» WHAT NEEDS TO BE DONE: Make an exact copy of all the records, one that contains none of the pictures.

Start of RECORDS TO PROCESS

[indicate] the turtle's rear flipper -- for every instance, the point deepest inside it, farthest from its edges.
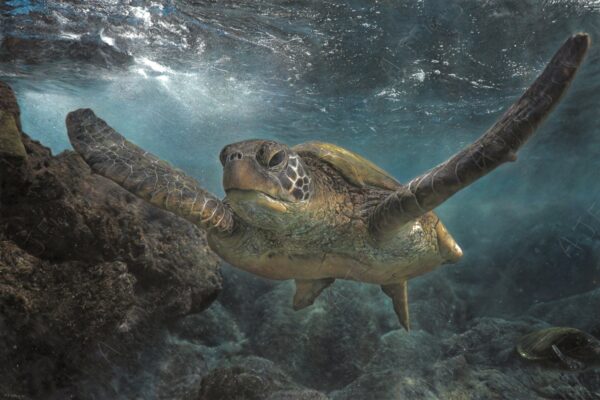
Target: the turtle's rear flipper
(398, 292)
(308, 290)
(111, 155)
(571, 363)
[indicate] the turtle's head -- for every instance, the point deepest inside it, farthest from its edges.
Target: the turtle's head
(265, 181)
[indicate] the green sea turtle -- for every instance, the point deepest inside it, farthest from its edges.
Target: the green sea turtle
(565, 345)
(316, 212)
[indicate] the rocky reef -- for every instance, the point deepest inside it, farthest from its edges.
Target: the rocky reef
(103, 296)
(88, 272)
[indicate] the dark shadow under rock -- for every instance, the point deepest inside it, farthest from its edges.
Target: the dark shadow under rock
(90, 273)
(251, 378)
(579, 311)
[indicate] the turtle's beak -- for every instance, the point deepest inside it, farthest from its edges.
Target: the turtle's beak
(247, 174)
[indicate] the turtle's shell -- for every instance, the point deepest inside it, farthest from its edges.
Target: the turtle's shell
(354, 168)
(572, 342)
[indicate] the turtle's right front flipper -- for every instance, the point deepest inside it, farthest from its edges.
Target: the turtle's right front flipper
(111, 155)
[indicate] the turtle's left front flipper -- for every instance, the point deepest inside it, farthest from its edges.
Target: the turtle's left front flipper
(497, 146)
(111, 155)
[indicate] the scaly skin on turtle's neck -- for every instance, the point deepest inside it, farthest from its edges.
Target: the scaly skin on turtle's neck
(328, 237)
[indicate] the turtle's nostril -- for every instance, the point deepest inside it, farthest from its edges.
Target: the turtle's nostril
(236, 155)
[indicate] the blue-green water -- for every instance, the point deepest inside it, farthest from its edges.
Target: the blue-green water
(404, 83)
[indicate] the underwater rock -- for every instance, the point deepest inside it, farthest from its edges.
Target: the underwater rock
(55, 316)
(88, 270)
(327, 345)
(251, 378)
(43, 50)
(580, 311)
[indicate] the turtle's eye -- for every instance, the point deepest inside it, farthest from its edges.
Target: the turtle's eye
(276, 159)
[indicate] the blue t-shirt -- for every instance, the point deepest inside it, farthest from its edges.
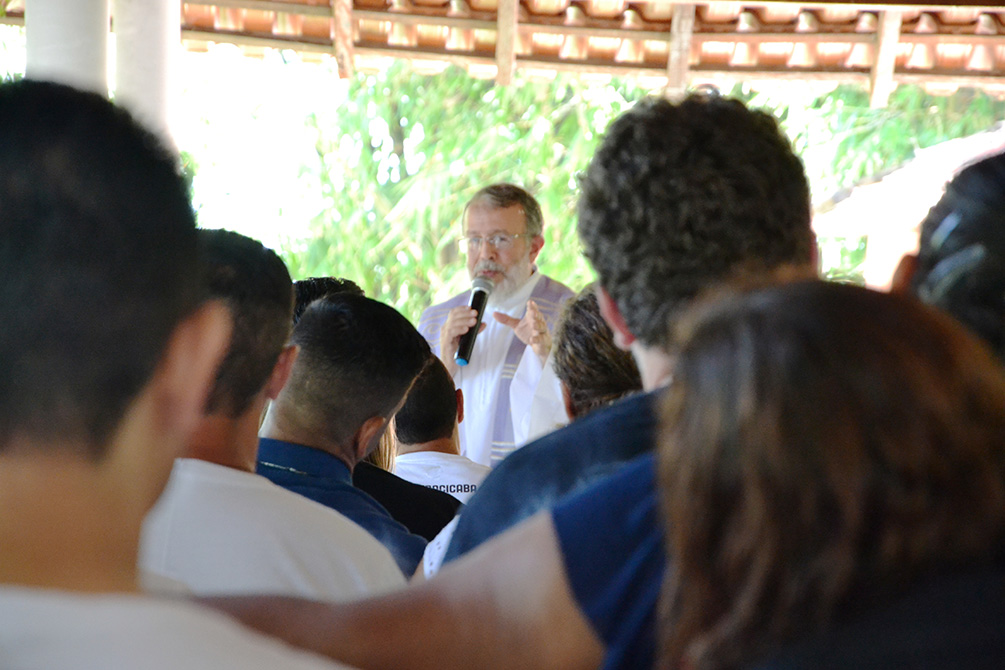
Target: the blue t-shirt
(537, 476)
(324, 478)
(611, 538)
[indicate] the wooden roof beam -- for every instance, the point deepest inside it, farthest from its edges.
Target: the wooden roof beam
(343, 39)
(881, 77)
(681, 34)
(506, 40)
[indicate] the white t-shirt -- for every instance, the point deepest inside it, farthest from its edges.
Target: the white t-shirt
(449, 473)
(53, 630)
(221, 530)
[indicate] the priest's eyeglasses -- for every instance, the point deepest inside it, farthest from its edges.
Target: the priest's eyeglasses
(500, 241)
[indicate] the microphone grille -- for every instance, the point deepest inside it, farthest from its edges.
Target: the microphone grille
(482, 284)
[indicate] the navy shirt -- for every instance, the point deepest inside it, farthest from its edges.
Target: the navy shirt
(611, 539)
(324, 478)
(537, 476)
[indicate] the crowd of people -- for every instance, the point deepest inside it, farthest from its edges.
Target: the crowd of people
(710, 458)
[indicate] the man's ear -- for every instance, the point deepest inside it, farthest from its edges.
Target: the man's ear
(368, 436)
(903, 274)
(623, 338)
(189, 364)
(537, 243)
(280, 373)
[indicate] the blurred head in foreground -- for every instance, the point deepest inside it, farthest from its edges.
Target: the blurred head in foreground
(823, 447)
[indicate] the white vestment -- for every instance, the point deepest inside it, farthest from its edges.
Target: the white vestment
(500, 364)
(58, 630)
(222, 530)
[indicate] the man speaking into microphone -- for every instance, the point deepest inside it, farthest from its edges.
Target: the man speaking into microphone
(503, 228)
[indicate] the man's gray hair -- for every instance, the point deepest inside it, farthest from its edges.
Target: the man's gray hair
(503, 196)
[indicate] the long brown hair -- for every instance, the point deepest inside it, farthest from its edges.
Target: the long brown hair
(823, 448)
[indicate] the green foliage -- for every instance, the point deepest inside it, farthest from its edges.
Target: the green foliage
(398, 161)
(395, 161)
(842, 140)
(842, 259)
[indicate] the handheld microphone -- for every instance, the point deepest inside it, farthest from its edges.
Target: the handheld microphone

End of RECORDS TO PROCESS

» SOLUTION TO THIS TASK:
[indicate] the turtle's rear flipper -- for every instance, the point deepest inside it, farthest from its edges.
Target: the turtle's rear flipper
(398, 292)
(308, 290)
(111, 155)
(571, 363)
[indicate] the turtle's head -- for every instance, the point deepest inside it, farthest from its edges.
Target: the turtle's head
(265, 181)
[indicate] the green sea turtle -- for every instance, the point deepest inside it, farthest from its edges.
Target: the green sea turtle
(565, 345)
(316, 212)
[indicate] the rocky reef -- for every instance, the point deepest inside it, farthest from its edges.
Target: the rocky reef
(103, 296)
(88, 272)
[indicate] the dark shadow under rock -- for every instance, the point deepest inside it, farthest from its edges.
Target: the dark shadow under rock
(90, 273)
(251, 378)
(579, 311)
[indicate] the turtle's beak -- for every instance, the point deepest inside it, farthest from its edges.
Target: the turtle's beak
(247, 174)
[indicate] the turtle's shell -- for every instance, the point deepest inside it, farthest from its edges.
Target: the turtle's shell
(354, 168)
(572, 342)
[indicate] the turtle's right front flipper -- for every instance, the point deepest inside it, farthest from its edges.
Target: the turtle's right front flipper
(111, 155)
[indicate] the turtle's left front flipper -- for every instance, the point deepest inside it, farthest from its edges.
Target: the turtle's left front flipper
(497, 146)
(111, 155)
[indicate] the scaly skin on turtle's neck -- for every instance, the point deepest inside it, farthest from its edges.
Target: the scaly skin on turtle's neck
(328, 237)
[indicate] the turtle's nostril -- for every instance, the point deepest inside it, farthest from its edges.
Target: the turtle's nostril
(236, 155)
[indicate] the blue-green water -- for every instance, the point deepest inside it, farthest from its edges.
Target: the blue-green water
(404, 83)
[indicate] the underwater rock -- for every instance, the point deepest inside it, farthest from its edges.
Target: the underwater rock
(55, 316)
(88, 270)
(327, 345)
(251, 378)
(43, 50)
(580, 311)
[indicate] the turtle's eye -- for every instance, the point deepest inside it, farthest from its edges.
Target: the turtle's eye
(276, 159)
[indicate] the blue t-shirt -- for every instance, the point deepest inside it, farthest from its edges.
Target: the blue t-shirt
(537, 476)
(324, 478)
(611, 538)
[indicate] the wooden roof beam -- for every instance, the point deepest inside it, farthest from its edges.
Target: the wooden roof beam
(343, 39)
(881, 77)
(681, 34)
(506, 40)
[indicate] the white t-shirt -- for every instance, the point deepest inside it, farthest from its edges.
Target: the white t-shirt
(449, 473)
(53, 630)
(221, 530)
[indicate] the priest's eyeglasses -- for every instance, the point deepest inside it, farthest from its edges.
Target: the priest's eyeglasses
(500, 241)
[indicate] the microphone grille -- for every instance, the point deepest inside it, farthest from its edges.
Target: the microphone grille
(482, 284)
[indicate] the navy shirt -- for every instance, the point deepest inside it, farthest from its edges.
Target: the navy shirt
(611, 539)
(324, 478)
(537, 476)
[indicate] the crowd of people -- for every instance, the point deepest inside it, farthest from its edges.
Target: the crowd of people
(710, 458)
[indicate] the man's ear -- for every instance, the point deepest inside it, farthest from its edges.
Target: the man's ear
(368, 436)
(903, 274)
(623, 338)
(189, 364)
(537, 243)
(280, 373)
[indicate] the blurred head in foreground -- for every instance, the point deepest inside it, farthest from its edges.
Target: the blurred head in foreground
(823, 447)
[indicate] the white vestment -- for every instance, the point deepest inside it, farthest from its edges.
Target: the white vestment
(500, 364)
(58, 630)
(222, 530)
[indicate] the man speaking into microphone -- for every instance, the point deepest inside it, farthest from its edges.
Target: the man speaking into microphone
(503, 228)
[indicate] the man's gray hair -- for every instance, the point deepest inside it, farthest from its edges.
Target: the man's gray hair
(503, 196)
[indicate] the long brown hair -- for every instance, the point deepest inside it, farthest from its edges.
Target: the long brown hair
(823, 448)
[indicate] the green foliage -- for every instance, the point deepest inside it, farthest from its edges.
Target: the green foliage
(398, 161)
(395, 161)
(842, 140)
(842, 259)
[indicate] the handheld microphone -- for every instance, the point deepest inside it, farthest from its edges.
Target: the handheld microphone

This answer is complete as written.